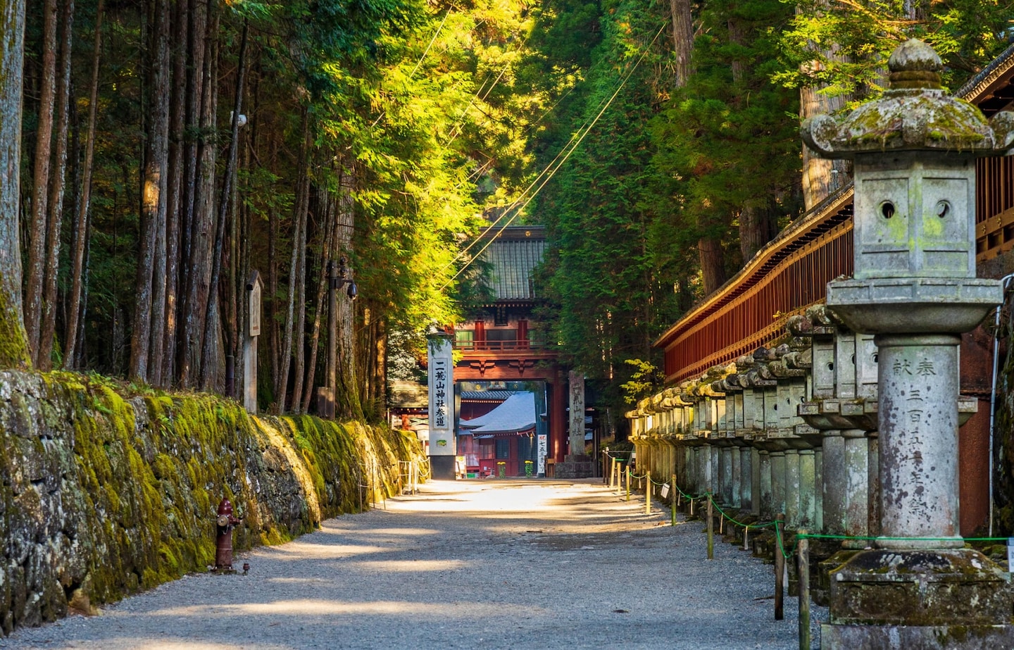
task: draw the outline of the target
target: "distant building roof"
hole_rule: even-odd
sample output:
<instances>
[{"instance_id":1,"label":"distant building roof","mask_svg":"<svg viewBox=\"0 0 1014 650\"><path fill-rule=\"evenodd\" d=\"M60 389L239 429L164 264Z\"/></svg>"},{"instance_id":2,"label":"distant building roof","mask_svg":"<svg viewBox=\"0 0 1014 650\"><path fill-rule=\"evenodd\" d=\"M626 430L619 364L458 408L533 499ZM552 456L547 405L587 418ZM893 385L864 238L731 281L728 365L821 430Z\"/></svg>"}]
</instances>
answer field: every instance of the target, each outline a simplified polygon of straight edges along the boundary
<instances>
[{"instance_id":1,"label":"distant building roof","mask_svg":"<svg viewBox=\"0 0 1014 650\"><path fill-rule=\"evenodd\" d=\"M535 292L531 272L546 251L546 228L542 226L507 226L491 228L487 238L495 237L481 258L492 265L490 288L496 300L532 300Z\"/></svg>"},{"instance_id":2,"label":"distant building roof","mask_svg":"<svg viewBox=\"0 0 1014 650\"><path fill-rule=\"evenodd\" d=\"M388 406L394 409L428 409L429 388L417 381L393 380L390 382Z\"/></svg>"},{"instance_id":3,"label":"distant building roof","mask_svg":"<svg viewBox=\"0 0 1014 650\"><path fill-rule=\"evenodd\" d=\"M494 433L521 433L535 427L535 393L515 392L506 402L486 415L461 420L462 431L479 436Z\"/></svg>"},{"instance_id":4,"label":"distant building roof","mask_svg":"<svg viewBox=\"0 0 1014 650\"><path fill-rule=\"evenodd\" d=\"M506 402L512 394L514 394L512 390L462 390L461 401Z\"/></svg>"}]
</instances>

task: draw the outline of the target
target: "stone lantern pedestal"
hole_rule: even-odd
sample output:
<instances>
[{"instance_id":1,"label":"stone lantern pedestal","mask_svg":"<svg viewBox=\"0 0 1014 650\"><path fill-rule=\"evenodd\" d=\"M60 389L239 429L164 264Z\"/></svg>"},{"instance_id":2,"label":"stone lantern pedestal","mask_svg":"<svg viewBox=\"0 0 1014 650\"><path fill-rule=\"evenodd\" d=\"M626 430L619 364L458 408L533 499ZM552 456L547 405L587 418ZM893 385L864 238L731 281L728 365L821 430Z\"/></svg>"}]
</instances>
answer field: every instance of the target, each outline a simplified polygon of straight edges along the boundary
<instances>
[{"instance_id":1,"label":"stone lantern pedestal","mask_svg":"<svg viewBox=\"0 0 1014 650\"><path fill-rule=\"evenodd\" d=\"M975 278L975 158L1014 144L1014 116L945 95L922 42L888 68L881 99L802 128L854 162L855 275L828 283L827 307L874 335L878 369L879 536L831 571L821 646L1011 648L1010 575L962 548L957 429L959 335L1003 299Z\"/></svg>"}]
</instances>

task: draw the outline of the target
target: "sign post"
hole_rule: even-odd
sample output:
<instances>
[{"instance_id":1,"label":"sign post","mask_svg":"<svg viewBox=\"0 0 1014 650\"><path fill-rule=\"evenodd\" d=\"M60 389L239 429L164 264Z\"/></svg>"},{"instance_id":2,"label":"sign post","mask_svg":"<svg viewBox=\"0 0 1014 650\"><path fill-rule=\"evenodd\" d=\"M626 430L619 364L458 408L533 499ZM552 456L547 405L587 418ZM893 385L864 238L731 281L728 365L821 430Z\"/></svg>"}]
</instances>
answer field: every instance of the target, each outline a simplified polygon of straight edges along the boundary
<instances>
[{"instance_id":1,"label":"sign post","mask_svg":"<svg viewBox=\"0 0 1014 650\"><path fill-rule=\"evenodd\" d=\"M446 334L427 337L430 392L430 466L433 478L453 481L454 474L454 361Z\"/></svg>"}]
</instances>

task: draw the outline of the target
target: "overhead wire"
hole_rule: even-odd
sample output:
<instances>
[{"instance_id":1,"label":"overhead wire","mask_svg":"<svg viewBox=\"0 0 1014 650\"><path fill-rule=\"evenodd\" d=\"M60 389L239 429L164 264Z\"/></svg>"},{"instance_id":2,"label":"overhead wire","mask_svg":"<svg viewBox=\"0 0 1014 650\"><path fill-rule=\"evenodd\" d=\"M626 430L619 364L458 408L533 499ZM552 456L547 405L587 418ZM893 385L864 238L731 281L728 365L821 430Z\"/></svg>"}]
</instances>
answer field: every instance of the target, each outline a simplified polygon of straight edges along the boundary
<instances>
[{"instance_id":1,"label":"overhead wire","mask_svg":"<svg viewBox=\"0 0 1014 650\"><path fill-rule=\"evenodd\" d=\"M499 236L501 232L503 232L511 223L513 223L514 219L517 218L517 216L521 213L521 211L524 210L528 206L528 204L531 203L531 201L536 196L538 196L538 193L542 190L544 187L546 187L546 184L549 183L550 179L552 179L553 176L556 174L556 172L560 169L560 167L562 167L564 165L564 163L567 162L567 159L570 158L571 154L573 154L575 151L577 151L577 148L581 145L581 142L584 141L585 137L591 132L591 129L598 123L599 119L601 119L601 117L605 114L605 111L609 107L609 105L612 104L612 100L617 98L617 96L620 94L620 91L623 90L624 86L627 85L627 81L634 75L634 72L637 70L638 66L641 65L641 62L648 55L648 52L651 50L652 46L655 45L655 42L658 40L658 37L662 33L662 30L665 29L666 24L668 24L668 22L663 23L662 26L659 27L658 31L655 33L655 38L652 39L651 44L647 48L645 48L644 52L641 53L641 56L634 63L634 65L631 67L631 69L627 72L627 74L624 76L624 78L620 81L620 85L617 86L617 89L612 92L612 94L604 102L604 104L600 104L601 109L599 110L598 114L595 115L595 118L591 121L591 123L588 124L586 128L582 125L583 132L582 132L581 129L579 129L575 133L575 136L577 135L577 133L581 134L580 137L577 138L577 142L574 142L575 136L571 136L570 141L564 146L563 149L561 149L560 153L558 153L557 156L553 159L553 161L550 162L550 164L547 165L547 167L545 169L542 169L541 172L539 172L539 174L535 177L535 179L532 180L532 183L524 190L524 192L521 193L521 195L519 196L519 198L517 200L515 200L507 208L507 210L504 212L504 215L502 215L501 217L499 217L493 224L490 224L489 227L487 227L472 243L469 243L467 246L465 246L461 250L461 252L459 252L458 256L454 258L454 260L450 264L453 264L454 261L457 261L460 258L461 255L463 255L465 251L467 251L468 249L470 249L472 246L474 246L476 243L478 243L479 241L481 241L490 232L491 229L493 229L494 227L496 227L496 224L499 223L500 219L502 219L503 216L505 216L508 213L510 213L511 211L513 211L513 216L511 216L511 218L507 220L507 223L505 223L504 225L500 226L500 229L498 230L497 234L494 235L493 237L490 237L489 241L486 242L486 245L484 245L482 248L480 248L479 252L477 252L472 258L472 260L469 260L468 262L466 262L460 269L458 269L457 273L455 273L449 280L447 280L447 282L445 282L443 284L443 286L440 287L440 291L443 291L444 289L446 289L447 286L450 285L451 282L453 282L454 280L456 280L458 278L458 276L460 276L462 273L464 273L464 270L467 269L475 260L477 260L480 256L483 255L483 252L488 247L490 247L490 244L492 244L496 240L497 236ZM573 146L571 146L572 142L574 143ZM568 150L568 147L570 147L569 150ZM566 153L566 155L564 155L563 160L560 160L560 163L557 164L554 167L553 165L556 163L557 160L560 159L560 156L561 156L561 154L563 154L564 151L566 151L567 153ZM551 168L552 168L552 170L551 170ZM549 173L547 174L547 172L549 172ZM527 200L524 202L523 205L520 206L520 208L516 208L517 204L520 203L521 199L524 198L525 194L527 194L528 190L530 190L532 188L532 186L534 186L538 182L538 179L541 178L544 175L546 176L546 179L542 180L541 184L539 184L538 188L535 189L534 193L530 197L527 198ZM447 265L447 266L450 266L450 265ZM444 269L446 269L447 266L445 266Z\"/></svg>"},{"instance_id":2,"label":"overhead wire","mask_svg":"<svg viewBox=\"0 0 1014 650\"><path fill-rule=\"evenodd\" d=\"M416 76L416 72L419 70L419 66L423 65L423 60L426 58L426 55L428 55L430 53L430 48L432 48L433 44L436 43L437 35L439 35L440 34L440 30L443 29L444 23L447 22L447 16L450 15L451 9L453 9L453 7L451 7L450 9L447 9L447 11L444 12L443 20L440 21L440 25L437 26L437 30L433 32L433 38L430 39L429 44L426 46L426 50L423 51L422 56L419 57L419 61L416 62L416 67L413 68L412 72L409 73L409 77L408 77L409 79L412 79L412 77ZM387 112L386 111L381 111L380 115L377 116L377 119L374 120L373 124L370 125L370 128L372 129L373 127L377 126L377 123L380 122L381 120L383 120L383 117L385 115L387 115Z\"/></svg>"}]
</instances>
^^^^^^^^
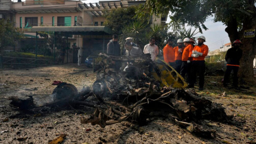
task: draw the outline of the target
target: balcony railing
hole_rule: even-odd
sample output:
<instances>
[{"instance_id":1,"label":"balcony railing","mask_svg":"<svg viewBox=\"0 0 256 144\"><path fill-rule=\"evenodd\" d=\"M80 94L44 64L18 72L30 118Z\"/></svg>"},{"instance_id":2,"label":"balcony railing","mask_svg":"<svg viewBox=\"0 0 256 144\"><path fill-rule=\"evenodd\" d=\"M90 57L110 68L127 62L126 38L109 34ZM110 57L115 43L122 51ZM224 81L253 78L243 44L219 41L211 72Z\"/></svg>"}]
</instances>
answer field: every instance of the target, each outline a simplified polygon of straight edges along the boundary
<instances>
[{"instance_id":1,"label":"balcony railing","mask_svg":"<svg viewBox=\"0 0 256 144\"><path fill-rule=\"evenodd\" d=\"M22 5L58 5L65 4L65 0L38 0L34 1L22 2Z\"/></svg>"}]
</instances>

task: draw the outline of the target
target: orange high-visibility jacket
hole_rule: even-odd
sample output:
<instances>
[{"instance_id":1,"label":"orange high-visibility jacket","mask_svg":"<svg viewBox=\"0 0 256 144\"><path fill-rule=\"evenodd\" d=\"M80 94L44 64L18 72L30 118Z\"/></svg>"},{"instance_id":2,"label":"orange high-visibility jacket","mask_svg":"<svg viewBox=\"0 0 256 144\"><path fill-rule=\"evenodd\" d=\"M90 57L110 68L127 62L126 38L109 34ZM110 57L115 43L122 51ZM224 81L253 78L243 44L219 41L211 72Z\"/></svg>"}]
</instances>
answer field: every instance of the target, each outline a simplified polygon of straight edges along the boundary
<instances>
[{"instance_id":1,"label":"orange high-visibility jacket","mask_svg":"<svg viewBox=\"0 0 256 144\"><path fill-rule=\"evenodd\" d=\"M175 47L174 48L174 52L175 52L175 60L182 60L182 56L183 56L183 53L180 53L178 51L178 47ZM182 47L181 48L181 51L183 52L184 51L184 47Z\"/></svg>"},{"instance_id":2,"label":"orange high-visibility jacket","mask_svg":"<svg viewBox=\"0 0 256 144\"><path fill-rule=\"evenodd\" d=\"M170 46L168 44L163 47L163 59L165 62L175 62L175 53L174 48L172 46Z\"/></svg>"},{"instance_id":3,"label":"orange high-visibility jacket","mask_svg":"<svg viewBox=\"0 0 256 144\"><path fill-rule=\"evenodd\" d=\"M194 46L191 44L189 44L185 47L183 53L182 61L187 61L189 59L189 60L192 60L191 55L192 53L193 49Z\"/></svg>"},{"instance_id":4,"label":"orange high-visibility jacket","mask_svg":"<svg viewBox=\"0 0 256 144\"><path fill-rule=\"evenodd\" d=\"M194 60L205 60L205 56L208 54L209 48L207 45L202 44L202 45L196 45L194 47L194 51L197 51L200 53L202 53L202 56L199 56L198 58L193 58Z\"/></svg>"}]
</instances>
^^^^^^^^
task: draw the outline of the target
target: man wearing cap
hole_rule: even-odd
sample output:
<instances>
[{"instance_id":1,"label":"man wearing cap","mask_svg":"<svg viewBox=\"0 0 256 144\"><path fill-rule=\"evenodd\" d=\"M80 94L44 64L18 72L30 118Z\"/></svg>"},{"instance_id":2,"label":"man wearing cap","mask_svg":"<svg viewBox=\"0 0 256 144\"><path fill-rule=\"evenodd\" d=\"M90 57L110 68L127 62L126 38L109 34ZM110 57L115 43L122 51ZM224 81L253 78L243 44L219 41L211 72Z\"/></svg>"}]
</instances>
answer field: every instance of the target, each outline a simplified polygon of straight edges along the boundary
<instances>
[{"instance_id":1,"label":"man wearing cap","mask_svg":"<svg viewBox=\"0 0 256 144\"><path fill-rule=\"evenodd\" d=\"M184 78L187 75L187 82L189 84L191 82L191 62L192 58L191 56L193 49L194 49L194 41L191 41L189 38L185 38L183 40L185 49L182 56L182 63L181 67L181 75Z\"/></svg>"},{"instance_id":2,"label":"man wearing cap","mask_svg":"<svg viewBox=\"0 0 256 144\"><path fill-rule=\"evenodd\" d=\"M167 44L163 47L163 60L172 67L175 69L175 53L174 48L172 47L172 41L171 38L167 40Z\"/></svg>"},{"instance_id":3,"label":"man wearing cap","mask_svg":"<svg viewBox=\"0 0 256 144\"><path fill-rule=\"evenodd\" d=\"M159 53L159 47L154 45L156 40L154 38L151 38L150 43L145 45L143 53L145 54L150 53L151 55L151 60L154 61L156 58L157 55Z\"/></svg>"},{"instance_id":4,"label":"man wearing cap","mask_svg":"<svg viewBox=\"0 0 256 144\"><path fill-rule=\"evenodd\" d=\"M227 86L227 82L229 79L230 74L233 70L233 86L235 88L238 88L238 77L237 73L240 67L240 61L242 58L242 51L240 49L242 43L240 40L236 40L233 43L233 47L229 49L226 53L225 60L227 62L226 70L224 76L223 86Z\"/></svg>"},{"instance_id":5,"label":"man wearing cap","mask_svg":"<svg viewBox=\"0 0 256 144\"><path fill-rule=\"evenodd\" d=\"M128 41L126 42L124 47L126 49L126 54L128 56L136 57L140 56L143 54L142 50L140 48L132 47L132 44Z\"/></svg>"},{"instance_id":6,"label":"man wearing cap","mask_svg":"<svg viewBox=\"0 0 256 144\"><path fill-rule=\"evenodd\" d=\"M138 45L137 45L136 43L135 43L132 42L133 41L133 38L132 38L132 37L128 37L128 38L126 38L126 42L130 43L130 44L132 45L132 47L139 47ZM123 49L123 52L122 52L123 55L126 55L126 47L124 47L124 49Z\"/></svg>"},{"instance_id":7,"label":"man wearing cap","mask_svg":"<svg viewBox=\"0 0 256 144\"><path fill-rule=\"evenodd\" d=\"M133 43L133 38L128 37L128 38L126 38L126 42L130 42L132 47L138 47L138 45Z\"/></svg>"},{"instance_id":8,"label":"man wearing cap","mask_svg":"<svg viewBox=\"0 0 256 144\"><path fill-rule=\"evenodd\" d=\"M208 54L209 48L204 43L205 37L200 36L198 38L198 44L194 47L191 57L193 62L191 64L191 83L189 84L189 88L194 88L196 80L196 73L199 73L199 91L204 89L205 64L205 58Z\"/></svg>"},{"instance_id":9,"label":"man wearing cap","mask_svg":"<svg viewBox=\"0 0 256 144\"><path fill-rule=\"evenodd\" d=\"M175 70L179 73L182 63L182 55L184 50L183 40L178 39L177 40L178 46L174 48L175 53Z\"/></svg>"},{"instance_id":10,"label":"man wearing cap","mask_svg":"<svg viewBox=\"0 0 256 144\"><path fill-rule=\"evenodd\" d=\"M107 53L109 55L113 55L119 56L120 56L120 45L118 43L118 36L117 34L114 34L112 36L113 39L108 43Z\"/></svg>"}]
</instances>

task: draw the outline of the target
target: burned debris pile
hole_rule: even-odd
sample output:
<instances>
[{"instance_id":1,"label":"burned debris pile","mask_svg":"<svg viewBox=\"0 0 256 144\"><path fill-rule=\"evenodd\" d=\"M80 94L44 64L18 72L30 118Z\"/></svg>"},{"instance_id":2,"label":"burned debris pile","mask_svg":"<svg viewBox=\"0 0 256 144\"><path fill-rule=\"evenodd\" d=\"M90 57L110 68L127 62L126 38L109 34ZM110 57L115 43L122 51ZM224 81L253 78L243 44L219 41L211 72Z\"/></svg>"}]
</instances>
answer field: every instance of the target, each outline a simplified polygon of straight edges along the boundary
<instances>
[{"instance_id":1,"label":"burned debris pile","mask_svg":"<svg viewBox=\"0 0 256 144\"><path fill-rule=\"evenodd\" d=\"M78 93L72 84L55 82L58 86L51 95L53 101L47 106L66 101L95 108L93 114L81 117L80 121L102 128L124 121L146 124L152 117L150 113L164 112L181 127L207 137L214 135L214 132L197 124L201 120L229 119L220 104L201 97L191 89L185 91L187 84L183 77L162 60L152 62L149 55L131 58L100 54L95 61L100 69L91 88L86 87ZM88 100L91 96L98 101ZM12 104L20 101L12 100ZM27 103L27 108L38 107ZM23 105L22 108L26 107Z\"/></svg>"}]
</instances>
^^^^^^^^
**What you will do**. List every row above that contains the word "pedestal", copying each one in full.

**Answer to this problem**.
target: "stone lantern pedestal"
[{"instance_id":1,"label":"stone lantern pedestal","mask_svg":"<svg viewBox=\"0 0 1014 650\"><path fill-rule=\"evenodd\" d=\"M60 389L239 429L164 264Z\"/></svg>"},{"instance_id":2,"label":"stone lantern pedestal","mask_svg":"<svg viewBox=\"0 0 1014 650\"><path fill-rule=\"evenodd\" d=\"M626 430L619 364L458 408L533 499ZM552 456L547 405L587 418ZM893 385L864 238L731 281L728 365L821 430Z\"/></svg>"}]
[{"instance_id":1,"label":"stone lantern pedestal","mask_svg":"<svg viewBox=\"0 0 1014 650\"><path fill-rule=\"evenodd\" d=\"M975 278L975 158L1014 144L1014 116L945 95L922 42L888 68L881 99L802 128L854 162L855 275L828 283L827 307L874 335L878 369L879 536L831 571L821 646L1011 648L1010 575L962 548L957 429L959 335L1003 299Z\"/></svg>"}]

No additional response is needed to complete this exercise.